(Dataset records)
────

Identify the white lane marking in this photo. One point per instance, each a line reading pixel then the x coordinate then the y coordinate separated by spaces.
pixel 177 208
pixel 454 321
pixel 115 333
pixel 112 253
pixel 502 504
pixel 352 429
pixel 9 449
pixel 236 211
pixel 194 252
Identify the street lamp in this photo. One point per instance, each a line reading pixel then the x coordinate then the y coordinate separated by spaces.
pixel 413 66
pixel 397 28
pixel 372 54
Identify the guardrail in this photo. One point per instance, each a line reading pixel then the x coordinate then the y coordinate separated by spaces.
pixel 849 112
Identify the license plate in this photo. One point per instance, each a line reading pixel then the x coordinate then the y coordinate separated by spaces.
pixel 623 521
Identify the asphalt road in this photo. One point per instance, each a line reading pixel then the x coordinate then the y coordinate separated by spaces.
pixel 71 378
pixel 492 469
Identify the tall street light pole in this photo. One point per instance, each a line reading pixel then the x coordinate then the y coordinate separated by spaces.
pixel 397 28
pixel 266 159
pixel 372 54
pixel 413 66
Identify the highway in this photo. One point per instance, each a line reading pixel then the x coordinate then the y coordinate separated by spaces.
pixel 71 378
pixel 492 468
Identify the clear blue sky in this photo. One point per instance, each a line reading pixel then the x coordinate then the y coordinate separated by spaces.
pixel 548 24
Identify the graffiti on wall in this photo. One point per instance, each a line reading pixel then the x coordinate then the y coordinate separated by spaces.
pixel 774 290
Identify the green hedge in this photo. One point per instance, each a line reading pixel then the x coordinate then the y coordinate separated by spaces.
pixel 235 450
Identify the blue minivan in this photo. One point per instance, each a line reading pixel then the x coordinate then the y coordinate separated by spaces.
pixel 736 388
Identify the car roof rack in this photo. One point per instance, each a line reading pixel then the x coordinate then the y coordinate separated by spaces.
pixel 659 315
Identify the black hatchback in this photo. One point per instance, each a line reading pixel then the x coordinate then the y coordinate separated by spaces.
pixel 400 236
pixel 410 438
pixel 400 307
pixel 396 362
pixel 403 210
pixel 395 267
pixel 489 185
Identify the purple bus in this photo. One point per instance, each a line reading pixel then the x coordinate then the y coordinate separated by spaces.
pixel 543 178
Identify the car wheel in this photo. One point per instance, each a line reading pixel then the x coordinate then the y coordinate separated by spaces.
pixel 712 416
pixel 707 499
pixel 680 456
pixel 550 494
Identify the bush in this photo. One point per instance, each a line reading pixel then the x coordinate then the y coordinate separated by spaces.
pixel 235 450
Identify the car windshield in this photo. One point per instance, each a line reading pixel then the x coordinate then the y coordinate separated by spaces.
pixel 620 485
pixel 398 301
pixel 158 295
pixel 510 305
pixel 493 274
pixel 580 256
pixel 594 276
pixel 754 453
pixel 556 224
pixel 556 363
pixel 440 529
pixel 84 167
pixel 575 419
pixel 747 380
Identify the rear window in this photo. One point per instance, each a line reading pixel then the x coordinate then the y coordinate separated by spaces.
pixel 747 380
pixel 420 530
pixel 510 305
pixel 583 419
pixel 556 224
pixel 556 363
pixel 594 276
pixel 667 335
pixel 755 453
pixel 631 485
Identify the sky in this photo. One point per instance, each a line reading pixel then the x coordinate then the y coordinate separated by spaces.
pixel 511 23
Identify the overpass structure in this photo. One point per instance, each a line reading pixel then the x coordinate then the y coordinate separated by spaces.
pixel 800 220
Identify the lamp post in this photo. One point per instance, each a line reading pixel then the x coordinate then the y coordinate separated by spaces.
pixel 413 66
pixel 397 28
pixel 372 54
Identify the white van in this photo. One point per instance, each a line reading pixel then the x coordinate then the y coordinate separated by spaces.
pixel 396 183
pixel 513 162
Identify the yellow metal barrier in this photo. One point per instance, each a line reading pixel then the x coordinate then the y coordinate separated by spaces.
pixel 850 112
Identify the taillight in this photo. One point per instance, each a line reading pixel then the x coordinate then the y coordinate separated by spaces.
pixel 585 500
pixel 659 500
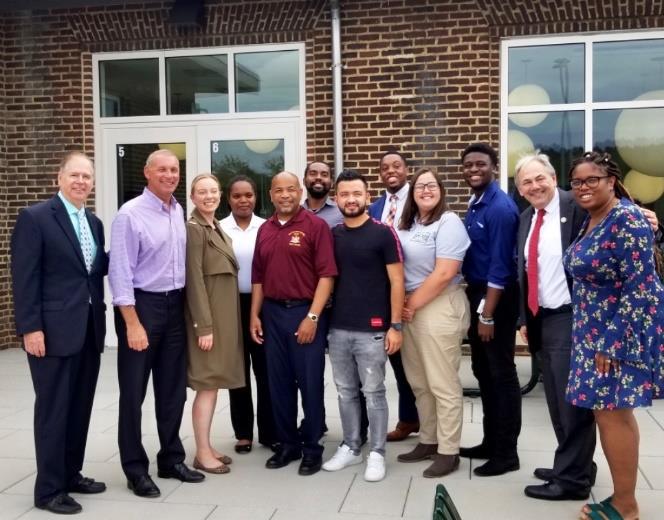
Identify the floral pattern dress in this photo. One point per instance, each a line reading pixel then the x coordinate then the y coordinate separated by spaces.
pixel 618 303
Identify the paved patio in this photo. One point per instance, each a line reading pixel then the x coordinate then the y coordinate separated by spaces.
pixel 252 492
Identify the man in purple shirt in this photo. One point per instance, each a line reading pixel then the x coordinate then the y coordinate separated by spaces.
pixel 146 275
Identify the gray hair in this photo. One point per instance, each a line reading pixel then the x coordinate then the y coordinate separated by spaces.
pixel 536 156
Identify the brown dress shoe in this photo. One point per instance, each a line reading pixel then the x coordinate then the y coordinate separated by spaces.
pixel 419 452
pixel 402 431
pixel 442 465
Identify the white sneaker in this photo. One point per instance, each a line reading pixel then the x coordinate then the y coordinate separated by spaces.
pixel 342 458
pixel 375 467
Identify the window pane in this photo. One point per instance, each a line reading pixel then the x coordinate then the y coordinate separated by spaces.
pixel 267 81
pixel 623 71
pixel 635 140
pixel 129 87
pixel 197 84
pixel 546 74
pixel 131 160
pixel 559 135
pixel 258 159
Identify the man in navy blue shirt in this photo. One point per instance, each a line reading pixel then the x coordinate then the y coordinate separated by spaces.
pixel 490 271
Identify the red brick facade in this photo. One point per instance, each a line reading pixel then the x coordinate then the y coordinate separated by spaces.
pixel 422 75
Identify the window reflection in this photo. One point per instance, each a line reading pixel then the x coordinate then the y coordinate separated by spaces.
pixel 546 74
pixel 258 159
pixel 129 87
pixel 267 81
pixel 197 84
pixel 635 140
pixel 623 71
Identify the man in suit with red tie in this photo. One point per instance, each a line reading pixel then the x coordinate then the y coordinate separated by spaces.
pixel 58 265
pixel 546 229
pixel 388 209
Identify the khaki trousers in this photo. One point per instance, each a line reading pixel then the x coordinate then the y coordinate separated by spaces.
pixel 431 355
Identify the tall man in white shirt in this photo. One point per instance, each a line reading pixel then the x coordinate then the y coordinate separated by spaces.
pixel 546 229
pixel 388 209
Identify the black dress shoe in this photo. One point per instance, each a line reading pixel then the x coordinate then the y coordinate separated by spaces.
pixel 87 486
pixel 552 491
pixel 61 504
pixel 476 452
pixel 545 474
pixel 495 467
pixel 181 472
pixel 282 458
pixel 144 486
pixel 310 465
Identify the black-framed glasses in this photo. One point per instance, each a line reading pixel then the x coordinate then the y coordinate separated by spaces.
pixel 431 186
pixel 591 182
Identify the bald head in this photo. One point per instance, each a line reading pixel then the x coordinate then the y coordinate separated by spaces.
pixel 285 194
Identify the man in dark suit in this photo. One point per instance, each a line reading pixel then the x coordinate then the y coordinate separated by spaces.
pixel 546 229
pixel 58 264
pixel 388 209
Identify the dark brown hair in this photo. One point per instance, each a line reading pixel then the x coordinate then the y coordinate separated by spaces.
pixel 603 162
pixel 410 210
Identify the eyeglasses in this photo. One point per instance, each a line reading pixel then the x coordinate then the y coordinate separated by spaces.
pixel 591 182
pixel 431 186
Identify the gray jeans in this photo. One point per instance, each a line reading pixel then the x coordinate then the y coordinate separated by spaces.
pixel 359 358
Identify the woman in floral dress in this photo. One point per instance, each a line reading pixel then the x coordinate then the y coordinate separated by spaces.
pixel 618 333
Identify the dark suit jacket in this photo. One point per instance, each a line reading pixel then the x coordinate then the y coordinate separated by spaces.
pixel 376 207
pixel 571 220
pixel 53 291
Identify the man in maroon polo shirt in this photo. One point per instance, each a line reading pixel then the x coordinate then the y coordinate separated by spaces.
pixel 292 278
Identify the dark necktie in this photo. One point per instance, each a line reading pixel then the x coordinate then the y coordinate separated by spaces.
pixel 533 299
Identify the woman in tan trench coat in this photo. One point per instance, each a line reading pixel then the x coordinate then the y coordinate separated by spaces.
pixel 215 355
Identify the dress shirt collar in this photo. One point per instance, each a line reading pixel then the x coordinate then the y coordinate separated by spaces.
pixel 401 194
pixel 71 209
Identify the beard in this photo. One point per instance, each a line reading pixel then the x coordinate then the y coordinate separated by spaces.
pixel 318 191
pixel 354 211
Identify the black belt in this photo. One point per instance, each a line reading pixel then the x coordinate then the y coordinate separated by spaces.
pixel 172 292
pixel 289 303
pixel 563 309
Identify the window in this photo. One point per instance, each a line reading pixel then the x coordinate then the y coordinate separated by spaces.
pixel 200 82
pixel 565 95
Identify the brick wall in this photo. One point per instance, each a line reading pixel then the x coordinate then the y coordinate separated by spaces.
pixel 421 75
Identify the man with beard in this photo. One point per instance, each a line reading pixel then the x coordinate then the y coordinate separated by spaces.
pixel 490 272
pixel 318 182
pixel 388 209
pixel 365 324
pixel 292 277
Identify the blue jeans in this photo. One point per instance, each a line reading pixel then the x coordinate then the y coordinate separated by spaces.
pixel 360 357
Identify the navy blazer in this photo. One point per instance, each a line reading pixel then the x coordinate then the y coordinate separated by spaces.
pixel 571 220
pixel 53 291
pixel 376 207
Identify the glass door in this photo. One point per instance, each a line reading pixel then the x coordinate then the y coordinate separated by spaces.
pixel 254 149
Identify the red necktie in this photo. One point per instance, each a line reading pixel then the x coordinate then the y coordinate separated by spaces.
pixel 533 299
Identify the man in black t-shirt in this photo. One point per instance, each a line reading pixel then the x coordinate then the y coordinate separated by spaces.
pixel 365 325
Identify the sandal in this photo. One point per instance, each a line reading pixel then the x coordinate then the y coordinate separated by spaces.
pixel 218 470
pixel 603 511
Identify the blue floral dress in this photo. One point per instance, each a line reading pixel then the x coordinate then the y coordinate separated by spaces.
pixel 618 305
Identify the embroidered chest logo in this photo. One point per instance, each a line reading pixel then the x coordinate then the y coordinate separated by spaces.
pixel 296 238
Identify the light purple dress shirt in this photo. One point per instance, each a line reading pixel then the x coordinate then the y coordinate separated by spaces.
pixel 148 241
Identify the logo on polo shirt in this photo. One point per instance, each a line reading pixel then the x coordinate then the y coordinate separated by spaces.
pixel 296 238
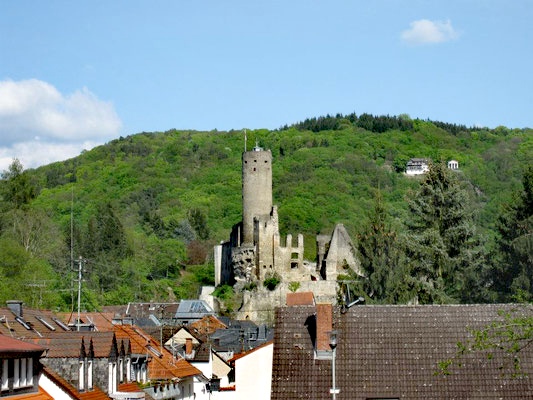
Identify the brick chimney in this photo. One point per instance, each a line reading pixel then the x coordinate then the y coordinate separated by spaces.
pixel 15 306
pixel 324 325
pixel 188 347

────

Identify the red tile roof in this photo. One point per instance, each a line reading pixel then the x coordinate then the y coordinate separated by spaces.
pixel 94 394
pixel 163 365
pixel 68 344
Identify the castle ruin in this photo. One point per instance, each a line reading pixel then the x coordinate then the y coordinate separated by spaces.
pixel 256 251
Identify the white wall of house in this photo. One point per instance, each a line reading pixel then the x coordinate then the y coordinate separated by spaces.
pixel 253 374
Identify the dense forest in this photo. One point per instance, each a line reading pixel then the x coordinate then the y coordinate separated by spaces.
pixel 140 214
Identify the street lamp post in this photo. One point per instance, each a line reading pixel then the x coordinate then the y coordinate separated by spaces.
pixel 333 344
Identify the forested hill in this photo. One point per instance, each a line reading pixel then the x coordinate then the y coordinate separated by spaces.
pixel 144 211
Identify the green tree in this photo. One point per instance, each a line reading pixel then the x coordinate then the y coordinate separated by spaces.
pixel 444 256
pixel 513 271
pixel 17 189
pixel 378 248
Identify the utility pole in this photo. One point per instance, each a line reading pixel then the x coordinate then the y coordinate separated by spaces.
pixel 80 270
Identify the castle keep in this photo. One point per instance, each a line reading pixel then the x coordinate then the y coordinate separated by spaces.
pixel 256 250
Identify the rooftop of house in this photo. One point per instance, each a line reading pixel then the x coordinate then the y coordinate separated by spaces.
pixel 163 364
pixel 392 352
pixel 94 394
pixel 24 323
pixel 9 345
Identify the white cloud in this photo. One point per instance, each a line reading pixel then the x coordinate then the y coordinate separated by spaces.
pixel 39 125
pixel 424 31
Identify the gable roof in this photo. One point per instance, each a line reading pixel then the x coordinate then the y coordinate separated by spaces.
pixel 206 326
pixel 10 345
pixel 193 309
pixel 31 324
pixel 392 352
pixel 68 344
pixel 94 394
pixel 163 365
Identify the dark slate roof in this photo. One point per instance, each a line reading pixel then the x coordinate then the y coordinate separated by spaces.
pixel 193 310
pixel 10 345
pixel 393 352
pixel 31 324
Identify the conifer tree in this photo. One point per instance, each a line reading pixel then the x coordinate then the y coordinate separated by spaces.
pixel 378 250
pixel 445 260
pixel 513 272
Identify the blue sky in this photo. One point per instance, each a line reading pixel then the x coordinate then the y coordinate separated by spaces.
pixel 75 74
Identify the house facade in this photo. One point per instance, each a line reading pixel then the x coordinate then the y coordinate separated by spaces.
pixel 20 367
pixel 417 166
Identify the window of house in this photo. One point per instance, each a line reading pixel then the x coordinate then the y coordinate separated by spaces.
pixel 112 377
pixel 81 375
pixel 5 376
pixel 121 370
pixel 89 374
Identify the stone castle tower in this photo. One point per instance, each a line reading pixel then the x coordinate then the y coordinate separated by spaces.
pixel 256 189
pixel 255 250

────

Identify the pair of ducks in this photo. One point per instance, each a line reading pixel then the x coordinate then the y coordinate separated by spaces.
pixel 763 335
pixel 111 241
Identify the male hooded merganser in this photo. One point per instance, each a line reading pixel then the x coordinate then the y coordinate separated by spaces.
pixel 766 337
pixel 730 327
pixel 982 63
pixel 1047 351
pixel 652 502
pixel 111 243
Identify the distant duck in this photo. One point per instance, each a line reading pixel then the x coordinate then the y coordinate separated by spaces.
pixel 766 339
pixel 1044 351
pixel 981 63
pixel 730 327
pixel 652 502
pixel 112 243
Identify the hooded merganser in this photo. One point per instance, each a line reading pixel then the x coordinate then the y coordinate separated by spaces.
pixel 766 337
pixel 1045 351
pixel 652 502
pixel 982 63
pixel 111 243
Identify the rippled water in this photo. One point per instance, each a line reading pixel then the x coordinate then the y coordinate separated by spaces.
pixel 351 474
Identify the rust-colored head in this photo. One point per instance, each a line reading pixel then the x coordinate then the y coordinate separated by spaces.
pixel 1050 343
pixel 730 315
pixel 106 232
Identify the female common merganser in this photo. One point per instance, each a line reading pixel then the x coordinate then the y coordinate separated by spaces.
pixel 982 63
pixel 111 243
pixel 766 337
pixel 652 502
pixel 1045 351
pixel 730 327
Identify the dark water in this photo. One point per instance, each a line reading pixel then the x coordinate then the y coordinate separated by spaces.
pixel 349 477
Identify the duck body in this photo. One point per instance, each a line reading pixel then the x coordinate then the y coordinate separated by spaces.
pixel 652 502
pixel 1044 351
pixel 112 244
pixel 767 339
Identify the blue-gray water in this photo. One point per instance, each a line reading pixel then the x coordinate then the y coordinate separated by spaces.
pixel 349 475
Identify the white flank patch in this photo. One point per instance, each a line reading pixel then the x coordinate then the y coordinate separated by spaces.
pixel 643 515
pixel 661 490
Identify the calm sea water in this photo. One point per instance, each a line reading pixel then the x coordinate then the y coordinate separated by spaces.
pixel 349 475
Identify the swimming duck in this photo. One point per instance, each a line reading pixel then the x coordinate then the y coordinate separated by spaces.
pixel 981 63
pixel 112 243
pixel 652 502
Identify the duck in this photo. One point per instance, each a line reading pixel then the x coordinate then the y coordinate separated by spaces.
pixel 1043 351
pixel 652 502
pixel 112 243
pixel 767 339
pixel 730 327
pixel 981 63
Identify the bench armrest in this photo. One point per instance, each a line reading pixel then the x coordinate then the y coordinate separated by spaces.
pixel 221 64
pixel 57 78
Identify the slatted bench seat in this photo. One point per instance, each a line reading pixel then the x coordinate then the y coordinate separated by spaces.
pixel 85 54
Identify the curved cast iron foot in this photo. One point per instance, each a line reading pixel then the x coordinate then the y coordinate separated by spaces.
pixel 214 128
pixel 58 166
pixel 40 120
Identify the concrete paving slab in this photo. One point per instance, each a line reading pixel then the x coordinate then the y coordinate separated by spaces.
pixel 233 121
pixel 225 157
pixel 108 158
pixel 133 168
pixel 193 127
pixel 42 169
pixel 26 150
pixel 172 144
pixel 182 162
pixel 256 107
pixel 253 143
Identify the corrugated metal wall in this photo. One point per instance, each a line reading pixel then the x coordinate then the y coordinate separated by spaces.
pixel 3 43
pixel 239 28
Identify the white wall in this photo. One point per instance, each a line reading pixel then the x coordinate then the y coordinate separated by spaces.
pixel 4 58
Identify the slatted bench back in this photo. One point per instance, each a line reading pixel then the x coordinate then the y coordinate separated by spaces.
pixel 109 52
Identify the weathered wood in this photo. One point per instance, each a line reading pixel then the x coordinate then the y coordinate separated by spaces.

────

• EXERCISE DIRECTIONS
An exact copy of the lines above, from the one containing "Identify the corrugated" through the one containing "Identify the weathered", is the whole of the answer.

• ANSWER TO THE PROBLEM
Identify the corrugated metal wall in this photo. One point per instance, each a line reading pixel then the x coordinate then the y coordinate separated by spaces.
pixel 3 43
pixel 239 28
Identify the white wall in this photo. One point per instance, each a line reading pixel then the x coordinate then the y coordinate separated by spaces.
pixel 4 58
Identify the slatted bench back in this photo. One point per instance, each a line reading pixel then the x coordinate then the y coordinate separated by spaces.
pixel 109 52
Identify the weathered wood in this photo. One point per instance, each a line reading pixel then the x coordinate then the y coordinate separated by spaces.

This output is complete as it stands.